> [Goal A] Decide whether each statement agrees with the Mojo decoy thread. Answer yes or no for each, and quote the deciding words. (i) Anas Strepera calls the displayed decoy expensive. (ii) The homemade version destoned describes is wired to a 12-volt drill. (iii) The wings on destoned's homemade version keep spinning for as long as the switch stays off.

> [Source extract]
# MOJO GOOSE SPINNER DECOY



## BLTD (Nov 20, 2004)

*WONDERING IF ANYONE HAS HUNTED OVER THIS DECOY YET OR KNOW OF ANYONE THAT HAS ONE. LOOKING TO PURCHASE BUT NEED MORE INO ON THEM FIRST.*


----------



## win4win (Sep 8, 2003)

They do a great job of keeping the geese away. Get a flag....you'd be much better off.


----------



## Matt Jones (Mar 6, 2002)

They're completely worthless.


----------



## turkishgold11 (Oct 25, 2004)

Totally agree with the other posts the are a waste on hard earned money!!!

!! Cupped Wings and Blue Skies !! :thumb:


----------



## Anas Strepera (Nov 10, 2004)

I saw the one they had displayed at cabelas and it looked like junk. The wings moved too fast and it was really expensive. I wouldn't buy one. :run:


----------



## BLTD (Nov 20, 2004)

thanks for your input.......very helpful


----------



## Gary Bottger (Nov 24, 2004)

Thanks for the info. Better get that off my x-mass list.


----------



## Ryan_Todd (Apr 11, 2004)

totally agree. get some flags


----------



## mallardhunter (May 15, 2004)

> totally agree. get some flags


 :withstupid:


----------



## BLTD (Nov 20, 2004)

what are flags? im new to duck/goose hunting so bare with me.


----------



## Gary Bottger (Nov 24, 2004)

http://www.store.nodakoutdoors.com/prod ... ducts_id/9


----------



## BLTD (Nov 20, 2004)

how well do the flags work from water?....picture of product shows field hunt. any other products as far as decoys go for water hunt


----------



## destoned (Nov 13, 2004)

I must mention that I don't own an original mojo, but a home made version of the mojo and must say it worked great. The way we use it however is we connected it to a 12volt drill cut off at the top of the handle, we then have a wire going to our home made mojo about 5 feet from our blind. When we click the switch on the drill handle our home made mojo wings do 1 or 2 rotations. The weight of the wings brings them back to normal position once we let go of the switch. I must share with you that this made a big change in our success. We even pull down flocks of snows with only canada geese decoys. Many canadas land right in without circling the decoys. I don't know if the original mojo keeps turning it wings (maybe that why hunters say it's not worth it)but I know my home made mojo named Willy does miracles for us. If you would like to see pics let me know.


----------



## turkishgold11 (Oct 25, 2004)

Waste of time and money!!

!! Cupped Wings and Blue Skies !! :thumb:


----------



## destoned (Nov 13, 2004)

Just wondering, what is you goose hunting daily limit in your area and where do you hunt ?


----------

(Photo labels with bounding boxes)
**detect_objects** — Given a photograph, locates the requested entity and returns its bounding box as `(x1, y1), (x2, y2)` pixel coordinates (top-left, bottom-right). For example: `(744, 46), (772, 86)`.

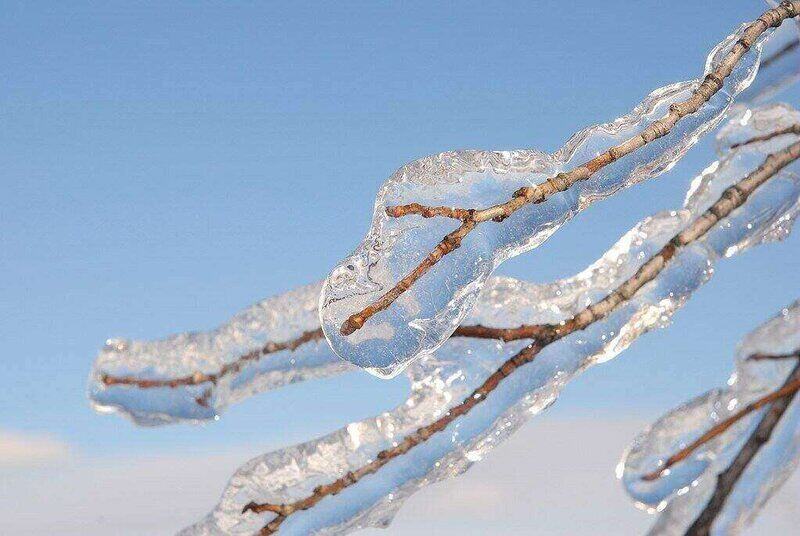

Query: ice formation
(89, 282), (350, 425)
(182, 106), (800, 536)
(620, 302), (800, 535)
(89, 14), (800, 425)
(320, 10), (792, 377)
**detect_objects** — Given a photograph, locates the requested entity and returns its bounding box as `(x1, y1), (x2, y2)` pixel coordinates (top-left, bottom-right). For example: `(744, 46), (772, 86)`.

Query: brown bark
(242, 132), (800, 536)
(340, 0), (800, 336)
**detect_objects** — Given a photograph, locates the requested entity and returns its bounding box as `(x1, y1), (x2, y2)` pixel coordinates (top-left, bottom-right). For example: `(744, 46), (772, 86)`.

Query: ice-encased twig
(183, 106), (800, 535)
(89, 9), (800, 425)
(620, 302), (800, 535)
(739, 0), (800, 105)
(89, 282), (351, 425)
(320, 2), (800, 377)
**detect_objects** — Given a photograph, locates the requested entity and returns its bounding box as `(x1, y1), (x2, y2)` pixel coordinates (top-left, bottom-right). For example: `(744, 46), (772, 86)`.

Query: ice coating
(620, 302), (800, 535)
(739, 0), (800, 104)
(89, 20), (800, 425)
(320, 17), (771, 377)
(182, 107), (800, 536)
(89, 282), (351, 425)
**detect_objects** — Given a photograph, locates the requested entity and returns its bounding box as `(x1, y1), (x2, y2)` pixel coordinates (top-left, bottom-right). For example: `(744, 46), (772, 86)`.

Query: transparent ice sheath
(182, 105), (800, 536)
(620, 302), (800, 536)
(84, 10), (800, 425)
(89, 282), (353, 425)
(320, 17), (795, 377)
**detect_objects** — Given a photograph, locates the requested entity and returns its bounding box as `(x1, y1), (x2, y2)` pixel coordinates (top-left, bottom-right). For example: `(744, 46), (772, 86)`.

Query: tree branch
(242, 132), (800, 536)
(686, 363), (800, 536)
(340, 0), (800, 336)
(761, 39), (800, 69)
(100, 324), (543, 392)
(100, 328), (325, 390)
(642, 352), (800, 481)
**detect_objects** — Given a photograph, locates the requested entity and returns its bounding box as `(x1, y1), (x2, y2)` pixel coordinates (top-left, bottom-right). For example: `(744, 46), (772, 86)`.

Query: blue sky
(0, 1), (800, 532)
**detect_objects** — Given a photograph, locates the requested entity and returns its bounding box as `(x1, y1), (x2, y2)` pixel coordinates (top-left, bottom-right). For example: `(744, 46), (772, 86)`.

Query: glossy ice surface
(183, 106), (800, 535)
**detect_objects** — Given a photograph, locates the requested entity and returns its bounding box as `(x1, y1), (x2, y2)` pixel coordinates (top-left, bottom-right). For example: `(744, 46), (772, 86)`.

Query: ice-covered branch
(320, 1), (800, 376)
(620, 302), (800, 536)
(89, 283), (538, 425)
(89, 283), (350, 425)
(184, 106), (800, 535)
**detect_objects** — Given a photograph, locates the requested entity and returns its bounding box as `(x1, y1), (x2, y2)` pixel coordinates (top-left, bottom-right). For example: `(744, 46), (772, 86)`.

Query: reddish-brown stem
(100, 328), (325, 390)
(340, 0), (800, 336)
(685, 363), (800, 536)
(747, 352), (797, 361)
(642, 352), (800, 481)
(386, 203), (475, 221)
(243, 129), (800, 536)
(95, 325), (552, 394)
(731, 124), (800, 149)
(760, 39), (800, 69)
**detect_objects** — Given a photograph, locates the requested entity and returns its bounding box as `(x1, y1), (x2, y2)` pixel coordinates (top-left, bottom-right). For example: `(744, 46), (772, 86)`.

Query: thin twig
(686, 363), (800, 536)
(760, 39), (800, 69)
(730, 124), (800, 149)
(747, 352), (798, 361)
(100, 328), (325, 390)
(242, 132), (800, 536)
(340, 0), (800, 336)
(642, 352), (800, 481)
(100, 324), (541, 392)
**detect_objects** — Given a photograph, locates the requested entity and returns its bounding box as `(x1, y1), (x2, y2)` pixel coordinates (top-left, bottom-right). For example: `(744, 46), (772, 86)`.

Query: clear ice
(181, 105), (800, 536)
(89, 14), (800, 425)
(620, 302), (800, 536)
(320, 17), (796, 377)
(89, 282), (353, 425)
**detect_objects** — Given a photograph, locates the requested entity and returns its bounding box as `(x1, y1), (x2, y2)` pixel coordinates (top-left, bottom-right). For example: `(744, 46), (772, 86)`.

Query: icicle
(620, 302), (800, 535)
(320, 15), (792, 377)
(182, 106), (800, 536)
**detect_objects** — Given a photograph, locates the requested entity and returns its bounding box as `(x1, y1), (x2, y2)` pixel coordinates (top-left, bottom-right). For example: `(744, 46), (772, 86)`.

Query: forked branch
(242, 132), (800, 536)
(340, 0), (800, 336)
(100, 324), (542, 392)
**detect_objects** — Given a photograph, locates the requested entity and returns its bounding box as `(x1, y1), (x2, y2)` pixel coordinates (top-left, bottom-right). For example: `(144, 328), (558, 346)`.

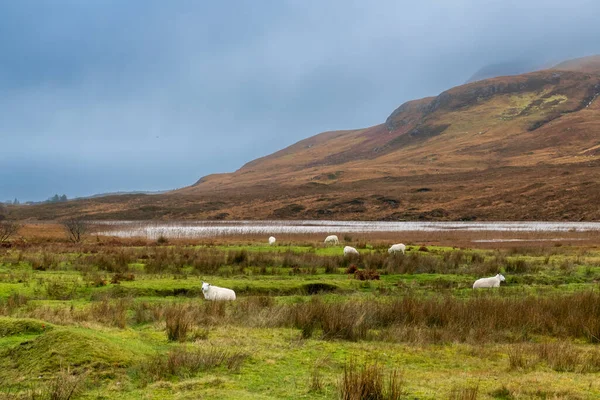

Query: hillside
(465, 60), (541, 83)
(14, 57), (600, 220)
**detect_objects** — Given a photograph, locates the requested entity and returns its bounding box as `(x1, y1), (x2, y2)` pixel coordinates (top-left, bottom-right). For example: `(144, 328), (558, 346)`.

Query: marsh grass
(448, 383), (479, 400)
(138, 346), (248, 383)
(338, 360), (405, 400)
(27, 368), (87, 400)
(164, 304), (194, 342)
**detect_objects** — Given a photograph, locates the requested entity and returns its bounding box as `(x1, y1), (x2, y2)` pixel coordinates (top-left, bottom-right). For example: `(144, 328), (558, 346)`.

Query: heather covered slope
(13, 57), (600, 220)
(181, 64), (600, 194)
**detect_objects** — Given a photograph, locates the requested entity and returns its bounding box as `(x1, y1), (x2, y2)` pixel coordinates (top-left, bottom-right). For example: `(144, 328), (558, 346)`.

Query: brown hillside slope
(10, 57), (600, 220)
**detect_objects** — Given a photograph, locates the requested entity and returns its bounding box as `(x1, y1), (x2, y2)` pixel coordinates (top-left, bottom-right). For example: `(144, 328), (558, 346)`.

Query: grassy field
(0, 228), (600, 399)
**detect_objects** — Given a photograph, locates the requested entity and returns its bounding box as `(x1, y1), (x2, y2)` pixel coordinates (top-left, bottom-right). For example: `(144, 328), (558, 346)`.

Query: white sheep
(388, 243), (406, 254)
(323, 235), (340, 244)
(202, 282), (235, 301)
(473, 274), (506, 289)
(344, 246), (358, 256)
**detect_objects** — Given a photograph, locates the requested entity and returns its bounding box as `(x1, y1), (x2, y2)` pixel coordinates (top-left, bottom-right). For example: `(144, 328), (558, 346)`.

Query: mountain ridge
(10, 56), (600, 220)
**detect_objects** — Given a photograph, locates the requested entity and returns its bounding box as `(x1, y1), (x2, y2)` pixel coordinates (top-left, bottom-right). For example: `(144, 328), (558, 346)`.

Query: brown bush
(164, 304), (194, 342)
(354, 269), (379, 281)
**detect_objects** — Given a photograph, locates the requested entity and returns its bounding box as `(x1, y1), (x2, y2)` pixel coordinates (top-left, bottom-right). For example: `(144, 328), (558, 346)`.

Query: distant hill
(553, 55), (600, 73)
(465, 60), (541, 83)
(11, 57), (600, 220)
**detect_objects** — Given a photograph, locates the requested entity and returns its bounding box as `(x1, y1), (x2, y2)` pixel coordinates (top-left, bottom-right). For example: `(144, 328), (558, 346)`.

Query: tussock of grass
(338, 360), (404, 400)
(0, 328), (139, 377)
(138, 346), (248, 383)
(0, 317), (54, 337)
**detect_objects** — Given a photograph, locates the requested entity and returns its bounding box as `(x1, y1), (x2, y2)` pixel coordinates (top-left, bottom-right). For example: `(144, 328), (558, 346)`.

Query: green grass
(0, 241), (600, 399)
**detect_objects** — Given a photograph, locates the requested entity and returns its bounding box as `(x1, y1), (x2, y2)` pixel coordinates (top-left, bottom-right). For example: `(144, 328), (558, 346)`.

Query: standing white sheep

> [Goal B] Duplicate the stretch of rows from the start of the rows through the line containing "(320, 2), (800, 377)", with both ends included. Leave the pictures out.

> [Written answer A]
(i) Yes: "The wings moved too fast and it was really expensive."
(ii) Yes: "we connected it to a 12volt drill cut off at the top of the handle"
(iii) No: "When we click the switch on the drill handle our home made mojo wings do 1 or 2 rotations. The weight of the wings brings them back to normal position once we let go of the switch."

> [Written answer B]
**detect_objects** — Given a photograph, locates the requested entity and returns its bounding box as `(x1, y1), (x2, y2)` pixel coordinates (top-left, bottom-right). For example: `(744, 46), (772, 86)`.


Query: ice formation
(89, 282), (350, 425)
(182, 106), (800, 536)
(620, 302), (800, 535)
(89, 14), (800, 425)
(320, 10), (792, 377)
**detect_objects** — Given a photograph, locates the requested entity and returns its bounding box as `(x1, y1), (x2, y2)` pixel coordinates (top-left, bottom-right). For example: `(744, 46), (772, 86)`.

Query: brown bark
(242, 132), (800, 536)
(340, 0), (800, 336)
**detect_objects** — Given a photograph, locates the requested entity and returns its bounding box as `(x1, y1), (x2, y2)` pixel coordinates (top-left, bottom-right). For example: `(744, 46), (772, 86)`.

Query: ice-encased twig
(183, 106), (800, 535)
(89, 9), (800, 425)
(620, 302), (800, 535)
(739, 0), (800, 105)
(89, 282), (351, 425)
(320, 2), (800, 377)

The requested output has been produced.